◆ **Input records**:
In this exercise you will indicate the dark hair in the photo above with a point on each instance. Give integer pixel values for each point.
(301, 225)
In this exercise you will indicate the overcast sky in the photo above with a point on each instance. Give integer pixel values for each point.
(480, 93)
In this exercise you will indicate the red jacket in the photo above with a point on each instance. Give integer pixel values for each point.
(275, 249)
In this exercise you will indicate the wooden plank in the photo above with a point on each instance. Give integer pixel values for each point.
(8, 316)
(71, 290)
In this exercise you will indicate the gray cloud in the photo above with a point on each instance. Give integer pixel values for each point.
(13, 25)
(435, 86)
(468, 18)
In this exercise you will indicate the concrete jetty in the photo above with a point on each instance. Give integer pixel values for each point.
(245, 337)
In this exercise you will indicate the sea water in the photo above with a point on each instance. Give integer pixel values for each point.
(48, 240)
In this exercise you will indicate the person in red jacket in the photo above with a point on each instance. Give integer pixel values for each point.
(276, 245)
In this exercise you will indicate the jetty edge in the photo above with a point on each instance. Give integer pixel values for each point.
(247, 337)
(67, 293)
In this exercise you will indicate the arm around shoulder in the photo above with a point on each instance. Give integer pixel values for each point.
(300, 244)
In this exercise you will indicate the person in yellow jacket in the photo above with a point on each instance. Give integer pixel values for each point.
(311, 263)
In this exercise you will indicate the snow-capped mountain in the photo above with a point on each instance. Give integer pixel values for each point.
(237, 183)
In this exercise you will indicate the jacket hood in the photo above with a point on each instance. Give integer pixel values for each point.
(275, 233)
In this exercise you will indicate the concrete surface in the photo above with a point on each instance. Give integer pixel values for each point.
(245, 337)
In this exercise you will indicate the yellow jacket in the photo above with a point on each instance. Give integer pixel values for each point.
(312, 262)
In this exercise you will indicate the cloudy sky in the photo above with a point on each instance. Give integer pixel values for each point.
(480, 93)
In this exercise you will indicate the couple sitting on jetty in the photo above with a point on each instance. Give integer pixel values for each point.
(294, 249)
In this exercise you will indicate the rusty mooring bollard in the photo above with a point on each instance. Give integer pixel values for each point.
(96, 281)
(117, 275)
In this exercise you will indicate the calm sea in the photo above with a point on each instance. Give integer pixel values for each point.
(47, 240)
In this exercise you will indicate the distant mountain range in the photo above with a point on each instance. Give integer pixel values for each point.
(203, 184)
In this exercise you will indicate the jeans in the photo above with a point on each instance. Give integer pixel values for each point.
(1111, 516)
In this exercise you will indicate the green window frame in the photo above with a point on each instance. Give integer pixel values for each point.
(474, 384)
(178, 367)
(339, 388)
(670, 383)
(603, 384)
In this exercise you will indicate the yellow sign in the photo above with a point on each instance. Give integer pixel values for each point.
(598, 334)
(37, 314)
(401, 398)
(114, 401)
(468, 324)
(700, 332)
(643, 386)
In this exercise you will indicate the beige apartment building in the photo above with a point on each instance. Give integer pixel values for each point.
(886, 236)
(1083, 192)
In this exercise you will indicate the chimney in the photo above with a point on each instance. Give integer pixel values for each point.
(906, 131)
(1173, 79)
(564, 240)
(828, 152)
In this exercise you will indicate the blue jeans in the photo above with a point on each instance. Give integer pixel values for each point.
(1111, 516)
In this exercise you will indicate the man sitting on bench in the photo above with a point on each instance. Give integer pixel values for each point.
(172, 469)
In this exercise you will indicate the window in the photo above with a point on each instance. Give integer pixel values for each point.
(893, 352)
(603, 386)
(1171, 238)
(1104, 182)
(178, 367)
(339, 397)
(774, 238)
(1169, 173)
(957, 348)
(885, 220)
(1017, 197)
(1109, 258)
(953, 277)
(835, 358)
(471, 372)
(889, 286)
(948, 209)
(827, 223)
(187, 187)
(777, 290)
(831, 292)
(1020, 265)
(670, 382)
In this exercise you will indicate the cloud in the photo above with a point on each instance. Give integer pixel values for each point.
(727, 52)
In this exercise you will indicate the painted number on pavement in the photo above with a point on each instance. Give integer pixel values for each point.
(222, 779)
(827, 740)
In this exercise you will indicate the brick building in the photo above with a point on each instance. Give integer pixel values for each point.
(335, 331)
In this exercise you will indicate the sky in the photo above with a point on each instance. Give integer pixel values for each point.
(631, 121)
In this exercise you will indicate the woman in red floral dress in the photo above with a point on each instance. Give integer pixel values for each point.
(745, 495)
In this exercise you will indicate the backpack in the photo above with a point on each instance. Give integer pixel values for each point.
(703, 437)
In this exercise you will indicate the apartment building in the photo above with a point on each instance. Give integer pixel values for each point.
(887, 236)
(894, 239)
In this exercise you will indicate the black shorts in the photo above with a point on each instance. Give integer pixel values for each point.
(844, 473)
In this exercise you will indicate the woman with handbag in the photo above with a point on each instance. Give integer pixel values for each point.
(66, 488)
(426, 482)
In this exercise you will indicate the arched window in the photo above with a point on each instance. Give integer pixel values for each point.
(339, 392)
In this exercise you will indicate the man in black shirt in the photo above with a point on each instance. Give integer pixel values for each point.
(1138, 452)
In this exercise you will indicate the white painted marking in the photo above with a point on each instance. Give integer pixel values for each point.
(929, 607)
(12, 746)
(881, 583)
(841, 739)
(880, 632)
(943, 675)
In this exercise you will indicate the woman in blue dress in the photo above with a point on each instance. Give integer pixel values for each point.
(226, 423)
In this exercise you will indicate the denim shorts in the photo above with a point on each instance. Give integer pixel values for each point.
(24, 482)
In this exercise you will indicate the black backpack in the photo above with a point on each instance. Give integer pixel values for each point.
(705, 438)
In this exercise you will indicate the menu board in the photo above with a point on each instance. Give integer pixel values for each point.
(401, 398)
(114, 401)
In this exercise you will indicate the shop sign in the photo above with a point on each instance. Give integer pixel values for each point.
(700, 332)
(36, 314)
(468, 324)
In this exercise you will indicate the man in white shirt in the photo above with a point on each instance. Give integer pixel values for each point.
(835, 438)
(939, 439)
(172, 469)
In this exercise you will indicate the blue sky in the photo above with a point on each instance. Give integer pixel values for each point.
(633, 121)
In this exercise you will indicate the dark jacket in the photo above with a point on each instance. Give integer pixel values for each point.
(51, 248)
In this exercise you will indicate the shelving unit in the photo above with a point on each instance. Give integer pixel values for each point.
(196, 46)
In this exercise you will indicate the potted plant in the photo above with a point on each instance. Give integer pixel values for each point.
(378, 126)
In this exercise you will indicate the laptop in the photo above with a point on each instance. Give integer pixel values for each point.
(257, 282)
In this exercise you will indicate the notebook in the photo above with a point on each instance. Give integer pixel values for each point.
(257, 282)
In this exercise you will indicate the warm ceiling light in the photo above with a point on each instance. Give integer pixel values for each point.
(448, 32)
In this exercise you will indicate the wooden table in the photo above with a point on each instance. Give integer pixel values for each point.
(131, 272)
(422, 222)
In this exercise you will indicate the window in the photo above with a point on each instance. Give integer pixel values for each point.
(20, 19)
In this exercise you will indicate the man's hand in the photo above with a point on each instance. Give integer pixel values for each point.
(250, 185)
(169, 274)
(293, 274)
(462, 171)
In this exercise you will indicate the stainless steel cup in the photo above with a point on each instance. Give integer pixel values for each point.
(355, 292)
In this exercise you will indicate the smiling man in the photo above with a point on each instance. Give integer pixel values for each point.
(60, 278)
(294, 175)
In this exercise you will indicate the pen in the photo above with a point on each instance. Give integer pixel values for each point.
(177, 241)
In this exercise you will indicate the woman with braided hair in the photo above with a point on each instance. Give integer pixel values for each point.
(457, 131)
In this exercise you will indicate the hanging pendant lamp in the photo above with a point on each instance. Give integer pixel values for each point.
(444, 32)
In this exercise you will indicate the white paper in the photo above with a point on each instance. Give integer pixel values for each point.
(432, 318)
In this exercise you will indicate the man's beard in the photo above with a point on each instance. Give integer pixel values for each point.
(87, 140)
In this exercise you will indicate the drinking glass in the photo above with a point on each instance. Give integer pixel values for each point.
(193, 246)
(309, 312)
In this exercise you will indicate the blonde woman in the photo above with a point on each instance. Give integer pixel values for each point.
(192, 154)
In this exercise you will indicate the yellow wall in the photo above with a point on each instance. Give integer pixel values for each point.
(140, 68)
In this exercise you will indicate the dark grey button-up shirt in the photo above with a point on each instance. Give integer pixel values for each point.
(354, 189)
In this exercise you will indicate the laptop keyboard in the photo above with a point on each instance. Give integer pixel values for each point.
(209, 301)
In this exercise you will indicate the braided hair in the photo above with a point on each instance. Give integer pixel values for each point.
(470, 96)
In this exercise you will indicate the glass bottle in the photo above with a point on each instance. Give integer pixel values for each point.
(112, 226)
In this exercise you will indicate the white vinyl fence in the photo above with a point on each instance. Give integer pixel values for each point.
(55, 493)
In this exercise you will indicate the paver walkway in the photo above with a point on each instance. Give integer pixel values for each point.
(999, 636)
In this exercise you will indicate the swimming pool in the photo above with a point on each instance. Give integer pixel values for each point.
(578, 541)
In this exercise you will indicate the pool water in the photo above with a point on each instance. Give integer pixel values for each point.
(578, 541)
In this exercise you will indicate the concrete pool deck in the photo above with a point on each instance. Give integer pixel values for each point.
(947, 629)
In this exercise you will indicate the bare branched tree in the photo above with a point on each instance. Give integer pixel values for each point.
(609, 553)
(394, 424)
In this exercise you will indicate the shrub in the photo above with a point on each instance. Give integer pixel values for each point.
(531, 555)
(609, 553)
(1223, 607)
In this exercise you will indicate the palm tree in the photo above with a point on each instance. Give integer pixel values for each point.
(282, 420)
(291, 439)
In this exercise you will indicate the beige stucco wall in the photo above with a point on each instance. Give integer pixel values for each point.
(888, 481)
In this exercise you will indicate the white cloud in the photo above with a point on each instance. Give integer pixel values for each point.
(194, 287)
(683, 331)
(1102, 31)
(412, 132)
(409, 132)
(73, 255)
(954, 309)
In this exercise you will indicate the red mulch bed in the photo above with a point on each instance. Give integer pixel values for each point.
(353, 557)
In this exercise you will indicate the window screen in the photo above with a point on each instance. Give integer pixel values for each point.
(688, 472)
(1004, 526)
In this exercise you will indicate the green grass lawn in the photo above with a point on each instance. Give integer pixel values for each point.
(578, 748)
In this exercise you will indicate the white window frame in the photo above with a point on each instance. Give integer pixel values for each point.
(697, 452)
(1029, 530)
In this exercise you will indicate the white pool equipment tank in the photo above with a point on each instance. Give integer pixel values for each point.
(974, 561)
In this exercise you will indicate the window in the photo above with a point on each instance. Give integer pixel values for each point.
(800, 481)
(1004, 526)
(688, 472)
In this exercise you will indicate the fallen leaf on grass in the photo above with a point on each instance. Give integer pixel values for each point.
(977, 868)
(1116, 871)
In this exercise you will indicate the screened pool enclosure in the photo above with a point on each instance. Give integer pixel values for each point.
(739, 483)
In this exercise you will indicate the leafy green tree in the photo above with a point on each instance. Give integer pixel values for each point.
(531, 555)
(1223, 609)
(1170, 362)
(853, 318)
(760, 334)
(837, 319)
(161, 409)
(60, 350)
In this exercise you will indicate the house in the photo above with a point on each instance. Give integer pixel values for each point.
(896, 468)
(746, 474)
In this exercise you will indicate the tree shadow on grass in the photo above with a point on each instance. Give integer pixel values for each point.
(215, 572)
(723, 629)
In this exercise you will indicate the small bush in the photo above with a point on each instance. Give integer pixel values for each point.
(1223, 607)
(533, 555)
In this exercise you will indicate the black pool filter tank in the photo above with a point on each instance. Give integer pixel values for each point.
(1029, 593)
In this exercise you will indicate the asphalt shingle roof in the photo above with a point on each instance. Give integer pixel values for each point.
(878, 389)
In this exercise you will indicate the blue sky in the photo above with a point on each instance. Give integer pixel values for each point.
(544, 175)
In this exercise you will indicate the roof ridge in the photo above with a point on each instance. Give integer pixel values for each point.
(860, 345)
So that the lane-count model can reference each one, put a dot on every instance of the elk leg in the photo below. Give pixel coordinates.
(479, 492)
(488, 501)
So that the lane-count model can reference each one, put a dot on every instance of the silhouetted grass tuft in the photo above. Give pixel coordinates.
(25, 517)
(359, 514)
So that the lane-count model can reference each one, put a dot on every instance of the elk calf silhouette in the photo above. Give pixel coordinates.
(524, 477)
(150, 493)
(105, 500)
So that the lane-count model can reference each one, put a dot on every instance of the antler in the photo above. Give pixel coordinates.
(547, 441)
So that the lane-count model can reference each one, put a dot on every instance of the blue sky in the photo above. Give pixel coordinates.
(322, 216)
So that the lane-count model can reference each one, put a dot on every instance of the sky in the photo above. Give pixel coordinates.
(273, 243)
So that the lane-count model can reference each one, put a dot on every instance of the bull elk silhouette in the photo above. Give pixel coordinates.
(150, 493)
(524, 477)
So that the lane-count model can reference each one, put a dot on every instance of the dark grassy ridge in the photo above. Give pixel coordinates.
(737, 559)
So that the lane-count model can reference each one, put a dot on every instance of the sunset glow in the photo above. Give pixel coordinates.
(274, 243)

◆ **Activity**: Set down, word for word, the line that contains "antler in the photo above. Give pixel coordinates." and all lines after it up to the end of the listing.

◆ **Completed exercise**:
So that the lane-count model can reference each one, put a dot on every instance of the antler in the photo above. Give pixel coordinates.
(547, 441)
So that the lane-count model can reference each one, put a dot on every instance of the blue sky in the photo above. Give pixel coordinates.
(322, 216)
So that the lane-count model can reference each one, put a dot on every instance of the sky in the photo above. Give pixel coordinates.
(273, 243)
So that the lane-count model can reference each one, put a dot on every instance of the bull elk silhouette in the photo above. Give pixel coordinates.
(150, 493)
(524, 477)
So that the lane-count model can reference each one, put a dot on every instance of the dark grassy ridge in the photo above. Give pixel coordinates.
(737, 559)
So that the lane-count model can reference each one, put a dot on every instance of the sunset glow in the photo above. Give pixel coordinates.
(274, 243)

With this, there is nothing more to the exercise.